**Text extract**

Thousands of snakes , also loads of leo's there are also day gecko's,bugs,monitors/tegs occasionally,various other sp of lizards,frogs,toads,salamanders and all associated regalia connected with herp keeping , closest thing i can think of is a busy car boot sale!!! :2thumb:


----------



## boost-boy74

has anybody got anymore details like times/postcode etc???

going to bring the 2 oldest children do you know what they charge for kids???


----------



## oakelm

boost-boy74 said:


> has anybody got anymore details like times/postcode etc???
> 
> going to bring the 2 oldest children do you know what they charge for kids???


Doncaster Dome, Big Hall, Doncaster Lakeside, Bawtry Road, Doncaster. DN4 7PD, but always has little signs that say IHS for people to follow. Really easy to get to. Cant help on times, as it seems ages since the last one, between 9am - 10am but members get in 30mins before non members. Children under 14 are free I think. But its still early more details will be known a little closer to the time.


----------



## boost-boy74

oakelm said:


> Doncaster Dome, Big Hall, Doncaster Lakeside, Bawtry Road, Doncaster. DN4 7PD, but always has little signs that say IHS for people to follow. Really easy to get to. Cant help on times, as it seems ages since the last one, between 9am - 10am but members get in 30mins before non members. Children under 14 are free I think. But its still early more details will be known a little closer to the time.

**Recorded information**
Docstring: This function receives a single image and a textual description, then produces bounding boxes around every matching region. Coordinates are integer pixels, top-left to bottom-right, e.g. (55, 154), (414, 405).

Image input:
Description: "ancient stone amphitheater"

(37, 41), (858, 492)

* * *

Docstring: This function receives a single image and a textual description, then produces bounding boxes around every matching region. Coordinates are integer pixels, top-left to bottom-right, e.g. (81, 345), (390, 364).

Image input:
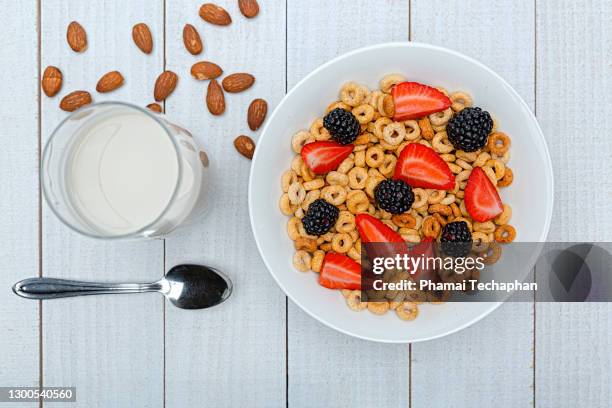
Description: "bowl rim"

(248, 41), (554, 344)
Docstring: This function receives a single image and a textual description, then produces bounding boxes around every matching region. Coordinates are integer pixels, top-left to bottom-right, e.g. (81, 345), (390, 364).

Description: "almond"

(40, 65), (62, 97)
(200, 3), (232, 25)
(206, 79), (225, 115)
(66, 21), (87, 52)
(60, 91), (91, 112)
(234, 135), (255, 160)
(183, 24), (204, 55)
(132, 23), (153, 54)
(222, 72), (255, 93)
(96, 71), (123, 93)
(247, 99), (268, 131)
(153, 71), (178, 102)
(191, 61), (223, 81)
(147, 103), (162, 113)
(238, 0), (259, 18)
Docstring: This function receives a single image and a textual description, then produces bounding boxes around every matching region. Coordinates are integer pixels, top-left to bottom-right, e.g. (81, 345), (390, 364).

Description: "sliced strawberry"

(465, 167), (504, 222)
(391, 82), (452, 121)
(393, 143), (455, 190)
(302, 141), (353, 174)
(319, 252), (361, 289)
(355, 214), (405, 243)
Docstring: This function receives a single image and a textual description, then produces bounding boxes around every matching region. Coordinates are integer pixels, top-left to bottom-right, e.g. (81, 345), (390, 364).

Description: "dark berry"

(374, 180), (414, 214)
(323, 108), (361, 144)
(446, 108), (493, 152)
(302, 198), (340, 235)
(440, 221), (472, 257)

==

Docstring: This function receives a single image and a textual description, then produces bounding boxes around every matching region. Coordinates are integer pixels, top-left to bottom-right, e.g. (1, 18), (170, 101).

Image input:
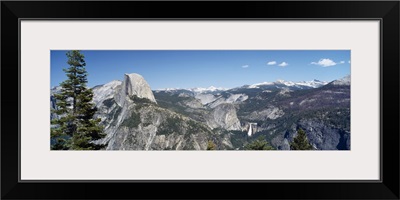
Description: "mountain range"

**Tasks**
a: Using the Doncaster show thread, state whether each of the following statements agrees with it, answering yes or no and quoting the deciding words: (i) The venue is on Bawtry Road in Doncaster. (ii) Members are admitted 30 minutes ahead of non-members. (iii) Children under 16 are admitted free of charge.
b: Carry on the Doncaster show thread from the point where it stops.

**Answers given**
a:
(i) Yes: "Doncaster Dome, Big Hall, Doncaster Lakeside, Bawtry Road, Doncaster. DN4 7PD"
(ii) Yes: "members get in 30mins before non members"
(iii) No: "Children under 14 are free I think."

b:
thanks.....


----------



## croc&chewy

If you buy a reptile while your there do you have to walk around with it all day or will they hold onto it for you till you are leaving?


----------



## snakeman1995

the show is on the 20th June 2010
are you selling or buyin


----------



## C.Bruno

I'm buying/looking


----------



## C.Bruno

do you have to book or just turn up?


----------



## TheOne23

will they be selling many bearded dragons esp adults?


----------



## crow

croc&chewy said:


> If you buy a reptile while your there do you have to walk around with it all day or will they hold onto it for you till you are leaving?


 
Most stall holders will keep them for you untill you leave. Failing that the IHS usually have a table where you can leave them and they will look after them for you.


----------



## Sharpman

will be there selling baby boas that I've produced myself this year , should have quite allot ready by then


----------



## chris_wade

anyone know definate times of opening yet?


----------



## oakelm

chris_wade said:


> anyone know definate times of opening yet?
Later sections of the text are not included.